Reproduce every one of the following records line for line, without changing anything.

---------- Source data ----------

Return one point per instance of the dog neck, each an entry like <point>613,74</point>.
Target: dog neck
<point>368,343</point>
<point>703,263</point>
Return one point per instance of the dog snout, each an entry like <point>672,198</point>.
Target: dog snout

----------

Exercise result
Return one point per instance of the dog neck, each an entry like <point>613,74</point>.
Target: dog neck
<point>368,343</point>
<point>703,263</point>
Return one point per instance of the dog snout, each an entry like <point>672,198</point>.
Target: dog snout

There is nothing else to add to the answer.